Copy the entries word for word, beginning at the start and stopping after the line that contains "[(1075, 389)]". Leave the pictures out of your copy.

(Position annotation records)

· · · · · · ·

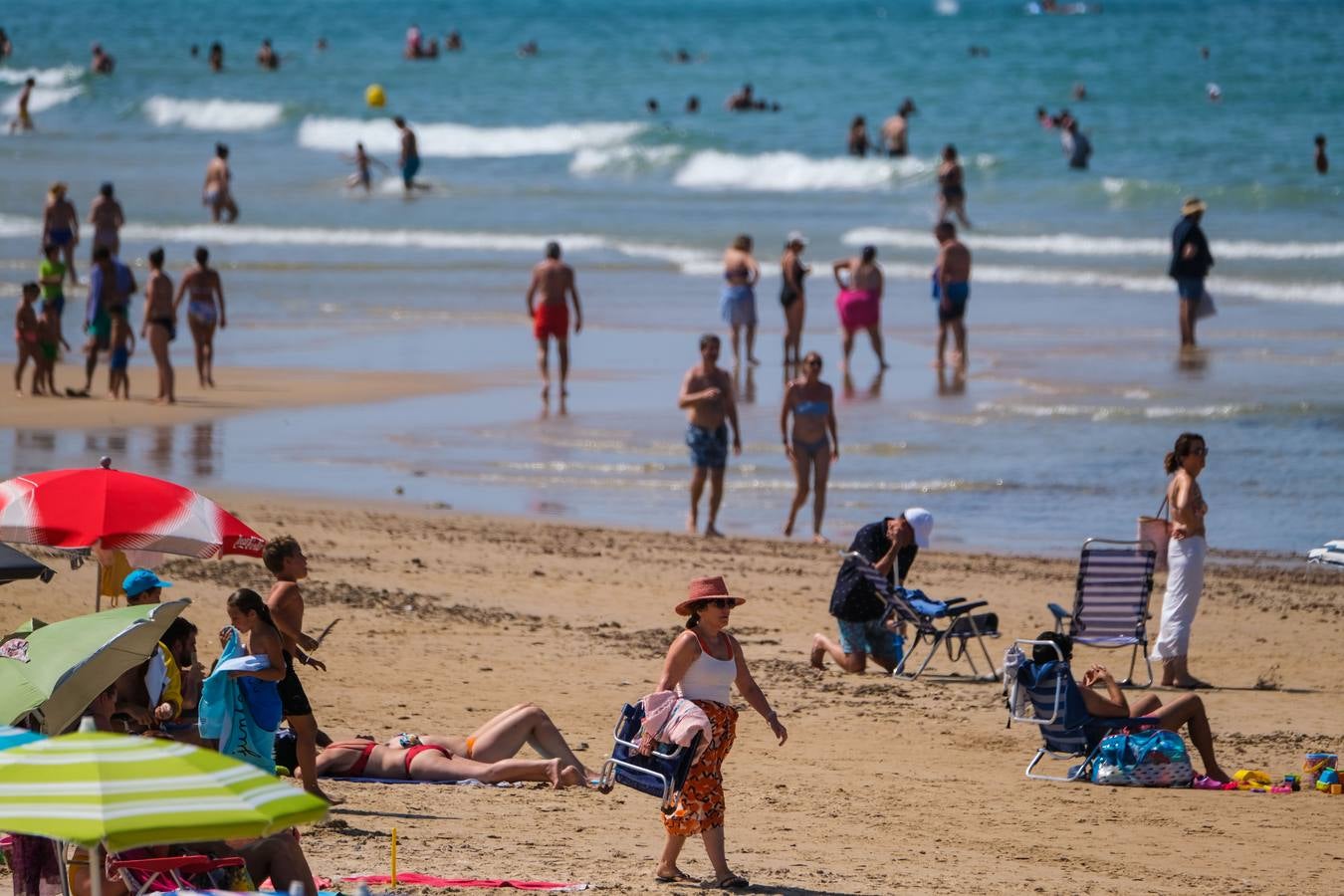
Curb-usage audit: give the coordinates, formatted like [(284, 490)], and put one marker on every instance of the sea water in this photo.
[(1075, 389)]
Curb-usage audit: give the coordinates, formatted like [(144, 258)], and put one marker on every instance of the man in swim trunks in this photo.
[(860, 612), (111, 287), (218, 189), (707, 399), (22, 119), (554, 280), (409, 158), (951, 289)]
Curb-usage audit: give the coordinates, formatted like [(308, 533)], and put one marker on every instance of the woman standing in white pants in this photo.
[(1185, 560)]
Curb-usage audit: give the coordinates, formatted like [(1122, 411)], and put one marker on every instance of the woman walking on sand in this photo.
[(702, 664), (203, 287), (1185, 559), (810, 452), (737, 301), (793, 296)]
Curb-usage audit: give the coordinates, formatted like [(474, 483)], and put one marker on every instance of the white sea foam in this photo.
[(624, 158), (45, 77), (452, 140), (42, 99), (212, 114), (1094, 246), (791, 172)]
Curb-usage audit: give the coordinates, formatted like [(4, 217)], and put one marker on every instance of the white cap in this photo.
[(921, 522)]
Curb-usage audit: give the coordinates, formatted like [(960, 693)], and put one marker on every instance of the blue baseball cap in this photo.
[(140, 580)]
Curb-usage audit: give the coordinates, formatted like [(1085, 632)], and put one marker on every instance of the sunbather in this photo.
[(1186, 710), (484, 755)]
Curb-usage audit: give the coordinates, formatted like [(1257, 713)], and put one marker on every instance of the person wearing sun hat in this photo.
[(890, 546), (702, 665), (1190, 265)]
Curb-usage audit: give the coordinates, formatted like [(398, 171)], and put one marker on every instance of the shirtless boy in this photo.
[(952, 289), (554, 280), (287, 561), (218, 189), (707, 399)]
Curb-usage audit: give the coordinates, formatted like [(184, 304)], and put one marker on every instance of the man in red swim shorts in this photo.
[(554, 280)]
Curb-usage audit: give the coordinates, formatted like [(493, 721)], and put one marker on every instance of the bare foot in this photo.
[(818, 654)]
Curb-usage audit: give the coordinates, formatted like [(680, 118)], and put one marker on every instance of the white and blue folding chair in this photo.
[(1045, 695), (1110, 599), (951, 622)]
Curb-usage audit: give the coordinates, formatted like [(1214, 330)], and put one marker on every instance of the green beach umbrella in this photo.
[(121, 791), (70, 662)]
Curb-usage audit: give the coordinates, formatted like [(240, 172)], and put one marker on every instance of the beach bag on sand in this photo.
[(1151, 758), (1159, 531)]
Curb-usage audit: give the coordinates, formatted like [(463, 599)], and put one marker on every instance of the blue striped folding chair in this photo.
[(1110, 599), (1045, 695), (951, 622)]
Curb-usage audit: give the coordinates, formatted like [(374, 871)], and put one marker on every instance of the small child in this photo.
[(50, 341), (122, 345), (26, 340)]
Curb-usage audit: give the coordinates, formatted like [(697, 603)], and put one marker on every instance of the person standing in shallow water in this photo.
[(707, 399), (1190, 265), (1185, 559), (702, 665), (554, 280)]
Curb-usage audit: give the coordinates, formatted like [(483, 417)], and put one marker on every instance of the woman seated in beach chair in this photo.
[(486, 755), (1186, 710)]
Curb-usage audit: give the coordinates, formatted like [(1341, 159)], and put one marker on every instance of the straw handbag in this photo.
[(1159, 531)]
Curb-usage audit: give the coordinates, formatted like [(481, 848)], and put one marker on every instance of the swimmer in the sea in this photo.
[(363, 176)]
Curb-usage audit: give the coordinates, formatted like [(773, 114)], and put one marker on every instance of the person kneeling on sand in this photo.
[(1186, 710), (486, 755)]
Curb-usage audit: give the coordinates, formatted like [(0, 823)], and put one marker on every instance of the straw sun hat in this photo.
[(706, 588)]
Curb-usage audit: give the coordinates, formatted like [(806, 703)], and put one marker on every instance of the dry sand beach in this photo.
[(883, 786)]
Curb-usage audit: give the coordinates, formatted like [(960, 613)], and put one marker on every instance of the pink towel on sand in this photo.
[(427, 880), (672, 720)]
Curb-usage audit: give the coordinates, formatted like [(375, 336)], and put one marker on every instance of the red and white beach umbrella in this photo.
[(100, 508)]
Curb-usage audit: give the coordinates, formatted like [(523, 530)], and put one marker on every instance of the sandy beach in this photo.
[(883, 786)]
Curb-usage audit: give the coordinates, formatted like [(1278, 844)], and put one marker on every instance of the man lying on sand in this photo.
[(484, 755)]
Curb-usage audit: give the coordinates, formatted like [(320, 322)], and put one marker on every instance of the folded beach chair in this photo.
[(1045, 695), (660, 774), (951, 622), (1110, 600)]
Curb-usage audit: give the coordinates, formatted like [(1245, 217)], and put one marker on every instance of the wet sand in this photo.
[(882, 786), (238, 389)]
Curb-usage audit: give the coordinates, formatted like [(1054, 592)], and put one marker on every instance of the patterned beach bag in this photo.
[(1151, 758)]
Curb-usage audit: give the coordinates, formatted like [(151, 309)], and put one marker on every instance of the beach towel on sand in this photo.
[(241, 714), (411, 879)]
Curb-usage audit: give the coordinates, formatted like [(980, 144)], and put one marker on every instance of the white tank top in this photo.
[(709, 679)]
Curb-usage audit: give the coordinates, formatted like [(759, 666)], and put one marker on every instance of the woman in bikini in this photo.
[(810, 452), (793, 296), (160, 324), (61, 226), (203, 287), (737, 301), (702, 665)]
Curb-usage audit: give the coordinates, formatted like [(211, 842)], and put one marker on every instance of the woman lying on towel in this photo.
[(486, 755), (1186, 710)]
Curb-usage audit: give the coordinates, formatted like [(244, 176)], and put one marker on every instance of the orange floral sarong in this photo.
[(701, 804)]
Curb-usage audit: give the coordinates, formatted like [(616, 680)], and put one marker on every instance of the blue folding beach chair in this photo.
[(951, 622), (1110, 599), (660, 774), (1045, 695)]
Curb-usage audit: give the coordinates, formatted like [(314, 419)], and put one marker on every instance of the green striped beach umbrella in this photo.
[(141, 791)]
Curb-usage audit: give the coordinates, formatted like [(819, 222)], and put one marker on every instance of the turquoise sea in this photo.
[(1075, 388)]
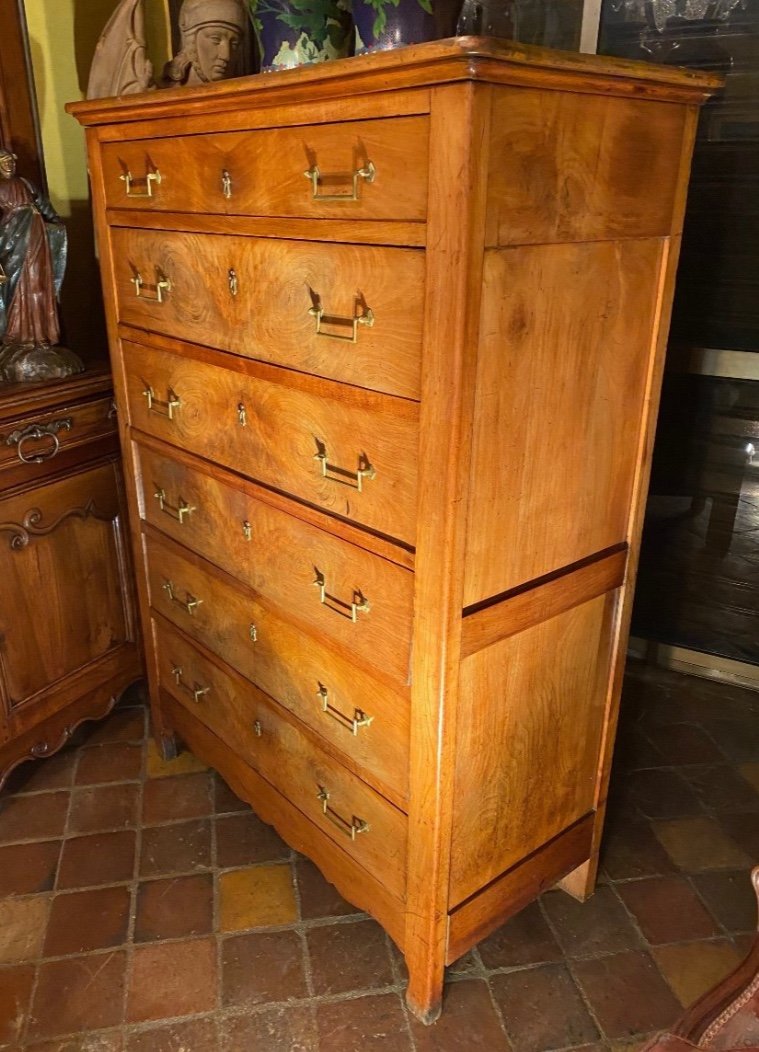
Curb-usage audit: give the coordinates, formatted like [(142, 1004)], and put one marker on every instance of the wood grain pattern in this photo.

· · · · · · ·

**RESPONSE:**
Curb-usage audit: give the coordinates, formatted like [(284, 490)], and put one marker on every instance of the sea water in this photo.
[(1075, 389)]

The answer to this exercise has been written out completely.